## GOAL
Copy the lines of the material below exactly, leaving out the pictures.

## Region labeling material
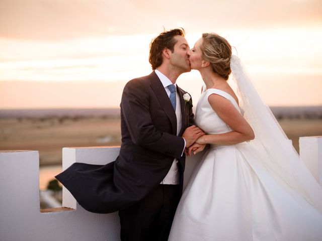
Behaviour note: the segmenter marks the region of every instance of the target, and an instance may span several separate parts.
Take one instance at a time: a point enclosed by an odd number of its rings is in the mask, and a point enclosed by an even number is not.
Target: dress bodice
[[[240,111],[236,100],[229,94],[218,89],[205,89],[205,86],[204,86],[196,109],[196,124],[207,134],[220,134],[230,132],[231,129],[218,116],[208,101],[209,96],[214,93],[229,100]]]

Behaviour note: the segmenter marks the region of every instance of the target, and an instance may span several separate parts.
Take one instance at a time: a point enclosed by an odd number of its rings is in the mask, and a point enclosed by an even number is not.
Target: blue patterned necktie
[[[177,106],[177,98],[176,97],[176,86],[175,86],[174,84],[169,84],[168,86],[169,90],[171,93],[170,94],[170,96],[169,96],[169,98],[170,99],[170,101],[171,101],[171,103],[172,104],[172,106],[173,106],[173,108],[175,109],[175,111],[176,111],[176,107]]]

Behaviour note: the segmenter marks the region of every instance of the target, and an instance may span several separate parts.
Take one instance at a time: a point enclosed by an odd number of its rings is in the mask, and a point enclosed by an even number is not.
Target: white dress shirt
[[[161,80],[161,83],[162,83],[162,85],[165,87],[165,89],[168,94],[168,96],[170,96],[171,92],[170,90],[168,87],[168,86],[170,84],[173,84],[173,83],[167,76],[158,70],[156,69],[154,70],[154,72],[155,72],[155,74],[156,74],[156,75],[157,75],[157,77],[159,77],[159,79],[160,79],[160,80]],[[174,85],[176,86],[176,89],[177,89],[177,84],[175,83]],[[177,135],[178,136],[180,132],[181,127],[182,127],[182,122],[181,119],[182,113],[180,104],[180,97],[177,91],[176,91],[176,97],[177,101],[176,106],[176,116],[177,116]],[[183,154],[185,148],[186,147],[186,141],[184,139],[184,140],[185,141],[185,147],[183,148],[182,154]],[[172,166],[171,166],[170,170],[167,174],[167,176],[166,176],[163,180],[161,182],[160,184],[171,185],[176,185],[179,184],[180,177],[179,173],[179,168],[178,167],[178,161],[176,158],[175,158],[173,162],[172,163]]]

## EXERCISE RESPONSE
Behaviour note: the segmenter marks the region of every instance of the target, and an instance may span several separate parts.
Take one instance at a time: a point enclosed by an odd number of its rings is in the mask, and a point enclosed by an even number is not.
Target: dress bodice
[[[240,111],[236,100],[229,94],[218,89],[205,89],[205,86],[204,86],[196,109],[196,124],[207,134],[220,134],[230,132],[231,129],[218,116],[208,101],[209,96],[214,93],[229,100]]]

Behaviour note: the segmenter marks the region of every instance of the target, and an instance may span several separate parts.
Take one instance at a time: a point enclosed by an odd number of its rings is in the mask, and a point enclosed by an even number is not.
Target: blue patterned necktie
[[[177,106],[177,98],[176,97],[176,86],[175,86],[174,84],[169,84],[168,86],[169,90],[171,93],[170,94],[170,96],[169,96],[169,98],[170,99],[170,101],[171,101],[171,103],[172,104],[172,106],[173,106],[173,108],[175,109],[175,111],[176,111],[176,107]]]

Behaviour note: the segmenter marks the region of every instance of the target, and an instance may span several separate parts.
Take one instance at a time: a point enclosed by an odd number of its rings is in the mask, and a point enclosed by an even number is not.
Target: white dress shirt
[[[161,80],[161,83],[162,83],[162,85],[165,87],[165,89],[168,94],[168,96],[170,96],[171,92],[170,90],[168,87],[168,86],[170,84],[173,84],[173,83],[167,76],[158,70],[156,69],[154,70],[154,72],[155,72],[155,74],[156,74],[156,75],[157,75],[157,77],[159,77],[159,79],[160,79],[160,80]],[[174,85],[176,86],[176,89],[177,89],[177,84],[175,83]],[[177,135],[178,136],[180,132],[181,127],[182,127],[182,122],[181,119],[182,113],[180,104],[180,97],[177,91],[176,91],[176,97],[177,101],[176,106],[176,116],[177,116]],[[183,154],[185,148],[186,147],[186,141],[184,139],[184,140],[185,141],[185,147],[183,148],[182,154]],[[172,166],[171,166],[170,170],[167,174],[167,176],[166,176],[163,180],[161,182],[160,184],[171,185],[176,185],[179,184],[180,177],[179,173],[179,168],[178,167],[178,161],[176,158],[175,158],[173,162],[172,163]]]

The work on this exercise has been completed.